| DESCRIPTION OF THE TASK |
Rewrite the records below as a two-column CSV with the header instruction,outline and one row per record. Put each record's text in the instruction field and its answer in the outline field, quote both fields, and replace every line break with a space.

| MATERIAL SHOWN |
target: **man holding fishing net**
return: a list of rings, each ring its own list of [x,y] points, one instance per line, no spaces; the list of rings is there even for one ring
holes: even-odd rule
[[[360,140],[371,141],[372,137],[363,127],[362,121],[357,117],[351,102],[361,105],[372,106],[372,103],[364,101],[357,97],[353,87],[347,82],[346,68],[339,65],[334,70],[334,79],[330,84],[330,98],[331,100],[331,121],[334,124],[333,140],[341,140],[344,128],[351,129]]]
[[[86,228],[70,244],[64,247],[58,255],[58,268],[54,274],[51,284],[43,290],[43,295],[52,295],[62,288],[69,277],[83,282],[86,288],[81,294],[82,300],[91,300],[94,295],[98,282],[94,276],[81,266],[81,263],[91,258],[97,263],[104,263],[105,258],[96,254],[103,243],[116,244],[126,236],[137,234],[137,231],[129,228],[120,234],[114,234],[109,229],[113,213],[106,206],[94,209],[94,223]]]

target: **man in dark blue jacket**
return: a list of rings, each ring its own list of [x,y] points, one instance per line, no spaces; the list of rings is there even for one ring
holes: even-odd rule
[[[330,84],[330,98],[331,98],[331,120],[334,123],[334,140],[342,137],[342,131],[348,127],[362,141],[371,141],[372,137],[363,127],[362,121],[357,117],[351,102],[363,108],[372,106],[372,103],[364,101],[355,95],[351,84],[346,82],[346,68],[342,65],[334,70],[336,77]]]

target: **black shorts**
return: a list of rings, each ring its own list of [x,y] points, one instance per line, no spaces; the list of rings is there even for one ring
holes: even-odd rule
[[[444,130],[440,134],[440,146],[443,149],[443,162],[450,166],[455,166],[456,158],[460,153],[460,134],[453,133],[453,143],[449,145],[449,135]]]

| ANSWER TO THE PROBLEM |
instruction,outline
"target: **man holding fishing net** return: a list of rings, each ring its own list of [x,y] points, one instance per line, no spaces; the list of rings is there even for one ring holes: even-odd rule","[[[360,140],[371,141],[372,137],[363,127],[362,121],[357,117],[351,102],[361,105],[372,106],[372,103],[364,101],[357,97],[353,87],[347,82],[346,68],[339,65],[334,70],[334,79],[330,84],[330,98],[331,100],[331,121],[334,124],[333,140],[341,140],[344,128],[351,129]]] [[[86,228],[70,244],[64,247],[58,255],[58,268],[54,274],[51,284],[43,290],[43,295],[52,295],[62,288],[69,277],[83,282],[86,288],[81,294],[82,300],[91,300],[94,295],[98,282],[94,276],[81,266],[81,263],[91,258],[97,263],[104,263],[105,258],[96,254],[103,243],[116,244],[126,236],[137,234],[137,231],[129,228],[120,234],[114,234],[109,229],[113,213],[106,206],[94,209],[94,223]]]"
"target: **man in dark blue jacket** return: a list of rings, each ring its own list of [x,y] points, one instance per line, no spaces; the list of rings is there even for one ring holes: even-odd rule","[[[330,84],[330,98],[331,98],[331,120],[334,123],[334,140],[342,137],[342,131],[348,127],[362,141],[371,141],[372,137],[363,127],[362,121],[357,117],[351,102],[363,108],[372,106],[372,103],[364,101],[355,95],[351,84],[346,82],[346,68],[342,65],[334,70],[336,77]]]"
"target: **black shorts** return: a list of rings, each ring its own list of [x,y] points, one instance per line, no spaces; the list of rings is there even for one ring holes: even-odd rule","[[[444,130],[440,134],[440,146],[443,149],[443,162],[450,166],[455,166],[456,158],[460,153],[460,134],[453,133],[453,143],[449,145],[449,135]]]"